Bulletins de l'Ilec

Le clic et la pierre - Numéro 426

01/03/2012

Avec le « drive », ou service au volant, le commerce électronique de produits de grande consommation, qui était marginal, a trouvé un levier de croissance. Il revient du coup aux grandes surfaces en dur de se singulariser, par la dimension « servicielle » et communautaire. Entretien avec Philippe Moati, professeur d’économie à l’université Paris Diderot, cofondateur de l’Observatoire Société et Consommation

Y a-t-il réellement un mouvement de diversification des circuits de distribution de produits de grande consommation (PGC) ?

Philippe Moati : Toutes les enquêtes récentes, dont celles du Crédoc, confirment ce mouvement, qui porte non seulement sur le nombre d’enseignes mais aussi sur celui des formats. Ce phénomène est sans doute appelé à s’approfondir, dans la mesure où les formats adoptent des positionnements de plus en plus pointus, en ciblant des attentes spécifiques, liées au profil des consommateurs, aux moments, aux lieux. Ce faisant, elles sont de plus en plus complémentaires. L’appareil commercial se diversifie à mesure que nous entrons dans un commerce de précision et que les consommateurs butinent.

Les trois quarts des internautes achètent en ligne et le nombre total d’internautes en France approchant quarante millions, peut-on dire que le commerce en ligne a atteint un seuil de maturité ? Qu’en est-il dans les PGC ?

=== Données d'entrée ===
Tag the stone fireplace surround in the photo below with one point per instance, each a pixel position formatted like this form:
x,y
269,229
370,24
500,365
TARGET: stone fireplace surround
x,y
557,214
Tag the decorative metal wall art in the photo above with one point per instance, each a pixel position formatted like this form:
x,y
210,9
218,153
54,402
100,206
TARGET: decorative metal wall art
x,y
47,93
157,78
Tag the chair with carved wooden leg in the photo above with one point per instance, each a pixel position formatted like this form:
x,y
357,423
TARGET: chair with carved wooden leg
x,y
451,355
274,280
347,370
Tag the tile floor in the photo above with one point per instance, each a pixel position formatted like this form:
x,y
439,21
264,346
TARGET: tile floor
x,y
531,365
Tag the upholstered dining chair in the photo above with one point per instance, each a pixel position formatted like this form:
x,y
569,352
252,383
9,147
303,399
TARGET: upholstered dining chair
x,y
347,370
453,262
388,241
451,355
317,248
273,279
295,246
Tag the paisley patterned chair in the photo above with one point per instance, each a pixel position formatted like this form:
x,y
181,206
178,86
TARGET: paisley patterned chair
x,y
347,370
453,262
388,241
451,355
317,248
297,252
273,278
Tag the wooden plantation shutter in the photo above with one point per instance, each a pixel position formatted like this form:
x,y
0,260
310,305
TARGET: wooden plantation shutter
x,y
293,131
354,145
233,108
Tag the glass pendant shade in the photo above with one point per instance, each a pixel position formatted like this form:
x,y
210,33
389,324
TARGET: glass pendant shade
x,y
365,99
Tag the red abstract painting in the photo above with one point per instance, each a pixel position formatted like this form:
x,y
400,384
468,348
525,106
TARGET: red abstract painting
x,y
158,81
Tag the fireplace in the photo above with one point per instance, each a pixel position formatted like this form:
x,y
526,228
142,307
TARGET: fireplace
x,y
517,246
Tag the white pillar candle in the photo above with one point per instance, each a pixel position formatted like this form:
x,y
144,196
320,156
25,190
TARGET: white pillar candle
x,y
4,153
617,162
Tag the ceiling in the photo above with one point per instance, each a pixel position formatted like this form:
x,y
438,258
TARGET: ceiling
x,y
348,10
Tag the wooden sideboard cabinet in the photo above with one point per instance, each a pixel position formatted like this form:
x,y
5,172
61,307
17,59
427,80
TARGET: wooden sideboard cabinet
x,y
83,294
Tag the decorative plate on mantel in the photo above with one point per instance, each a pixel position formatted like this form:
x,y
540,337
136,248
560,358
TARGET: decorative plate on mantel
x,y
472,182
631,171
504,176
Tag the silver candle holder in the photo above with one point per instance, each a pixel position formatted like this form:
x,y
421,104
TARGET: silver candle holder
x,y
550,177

=== Consignes des exercices ===
- A) Présentez sous forme de liste JSON de chaînes, une chaîne par ligne et sans les lignes vides, la partie des rangées qui va de la ligne contenant « Tag the wooden plantation » jusqu'à la fin des rangées, bornes comprises.
- B) Poursuivez l'entretien sur le commerce électronique des produits de grande consommation à partir de sa dernière phrase.

=== Liste des réponses ===
- A)
[
  "Tag the wooden plantation shutter in the photo above with one point per instance, each a pixel position formatted like this form:",
  "x,y",
  "0,260",
  "310,305",
  "TARGET: wooden plantation shutter",
  "x,y",
  "293,131",
  "354,145",
  "233,108",
  "Tag the glass pendant shade in the photo above with one point per instance, each a pixel position formatted like this form:",
  "x,y",
  "210,33",
  "389,324",
  "TARGET: glass pendant shade",
  "x,y",
  "365,99",
  "Tag the red abstract painting in the photo above with one point per instance, each a pixel position formatted like this form:",
  "x,y",
  "400,384",
  "468,348",
  "525,106",
  "TARGET: red abstract painting",
  "x,y",
  "158,81",
  "Tag the fireplace in the photo above with one point per instance, each a pixel position formatted like this form:",
  "x,y",
  "526,228",
  "142,307",
  "TARGET: fireplace",
  "x,y",
  "517,246",
  "Tag the white pillar candle in the photo above with one point per instance, each a pixel position formatted like this form:",
  "x,y",
  "144,196",
  "320,156",
  "25,190",
  "TARGET: white pillar candle",
  "x,y",
  "4,153",
  "617,162",
  "Tag the ceiling in the photo above with one point per instance, each a pixel position formatted like this form:",
  "x,y",
  "438,258",
  "TARGET: ceiling",
  "x,y",
  "348,10",
  "Tag the wooden sideboard cabinet in the photo above with one point per instance, each a pixel position formatted like this form:",
  "x,y",
  "5,172",
  "61,307",
  "17,59",
  "427,80",
  "TARGET: wooden sideboard cabinet",
  "x,y",
  "83,294",
  "Tag the decorative plate on mantel in the photo above with one point per instance, each a pixel position formatted like this form:",
  "x,y",
  "540,337",
  "136,248",
  "560,358",
  "TARGET: decorative plate on mantel",
  "x,y",
  "472,182",
  "631,171",
  "504,176",
  "Tag the silver candle holder in the photo above with one point per instance, each a pixel position formatted like this form:",
  "x,y",
  "421,104",
  "TARGET: silver candle holder",
  "x,y",
  "550,177"
]

- B)
P. M. S’il reste fort, le taux de croissance commence à ralentir, ce qui est normal puisque nous sommes partis d’un niveau très bas. Pour autant, je ne pense pas que nous ayons atteint le seuil de maturité. Une enquête que j’ai dirigée au Crédoc en 2010, auprès d’un échantillon de dirigeants de réseaux du commerce alimentaire et non alimentaire, toutes tailles confondues, faisait apparaître une anticipation moyenne d’une part de 24 % du commerce de détail pour le commerce électronique en 2020. Elle était à alors de 4 %  ! De telles anticipations tendent à être des prophéties autoréalisatrices : craignant le basculement du marché vers l’internet, les acteurs du monde physique se hâtent de prendre des positions sur la Toile et, en rendant l’offre plus attrayante, y alimentent la progression des ventes. Pour les PGC, le rythme de croissance diffère, les taux de pénétration y sont les plus faibles. Avec le commerce électronique, c’est au distributeur de supporter le coût jusqu’à présent caché, dans les magasins, correspondant au moment où le consommateur-manutentionnaire prend le produit et le transporte.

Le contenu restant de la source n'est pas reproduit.